● DESCRIPTION OF THE TASK: In the text on the fourth season of Legends of Tomorrow, list every company named as producing the season.

● SUPPLIED TEXT:
— BEGIN —
The fourth season of the American television series Legends of Tomorrow, which is based on characters from DC Comics, premiered on The CW on October 22, 2018, and concluded on May 20, 2019, with a total of 16 episodes. The season follows the Legends, a dysfunctional team of time-traveling superheroes and anti-heroes, and their mission to recapture the magical fugitives that they accidentally released throughout time. It is set in the Arrowverse, sharing continuity with the other television series of the universe, and is a spin-off of Arrow and The Flash. The season was produced by Berlanti Productions, Warner Bros. Television, and DC Entertainment, with Phil Klemmer and Keto Shimizu serving as showrunners.

The season was ordered in April 2018, and production began that July. Principal cast members Brandon Routh, Caity Lotz, Maisie Richardson-Sellers, Tala Ashe, Amy Louise Pemberton, Nick Zano, and Dominic Purcell return from previous seasons, while Jes Macallan, Matt Ryan and Courtney Ford were promoted to the principal cast from their recurring statuses in season three. They are joined by new cast member Ramona Young. The series was renewed for a fifth season on January 31, 2019.

Episodes

Cast and characters

Main 
 Brandon Routh as Ray Palmer / Atom and Neron
 Caity Lotz as Sara Lance / White Canary
 Maisie Richardson-Sellers as Charlie
 Tala Ashe as Zari Tomaz
 Jes Macallan as Ava Sharpe
 Courtney Ford as Nora Darhk
 Amy Louise Pemberton as Gideon
 Ramona Young as Mona Wu
 Nick Zano as Nate Heywood / Steel
 Dominic Purcell as Mick Rory / Heat Wave
 Matt Ryan as John Constantine

Recurring 
 Adam Tsekhman as Gary Green 
 Tom Wilson as Hank Heywood 
 Susan Hogan as Dorothy Heywood 
 Jane Carr as Fairy Godmother / Tabitha 
 Christian Keyes as Desmond and Neron 
 Darien Martin as Konane 
 Paul Reubens as Mike the Spike 
 Sisa Grey as Wolfie

Guest

Production

Development
At the Television Critics Association winter press tour in January 2018, The CW president Mark Pedowitz said he was "optimistic" and "confident" about Arrow and the other Arrowverse shows returning next season, but added that it was too soon to announce anything just yet. On April 2, The CW renewed the series for its fourth season. Marc Guggenheim stepped down as co-showrunner at the end of the third season, with co-showrunner Phil Klemmer originally set to emerge as sole showrunner for the fourth season. However, Keto Shimizu ultimately replaced Guggenheim as co-showrunner, to serve alongside Klemmer for this season. Guggenheim, the series' co-developer along with Klemmer, remained involved as an executive consultant.
— END —
(Recorded data)
— BEGIN —
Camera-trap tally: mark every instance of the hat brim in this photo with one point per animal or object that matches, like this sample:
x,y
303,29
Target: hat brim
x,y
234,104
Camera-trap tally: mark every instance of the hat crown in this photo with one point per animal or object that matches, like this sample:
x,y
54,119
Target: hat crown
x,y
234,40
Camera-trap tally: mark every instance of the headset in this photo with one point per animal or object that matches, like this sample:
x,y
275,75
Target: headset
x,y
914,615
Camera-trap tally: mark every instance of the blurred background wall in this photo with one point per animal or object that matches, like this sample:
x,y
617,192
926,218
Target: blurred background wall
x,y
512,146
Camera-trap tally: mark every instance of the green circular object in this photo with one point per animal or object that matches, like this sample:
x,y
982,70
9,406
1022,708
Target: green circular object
— END —
● ANSWER TO THIS PROBLEM:
- Berlanti Productions
- Warner Bros. Television
- DC Entertainment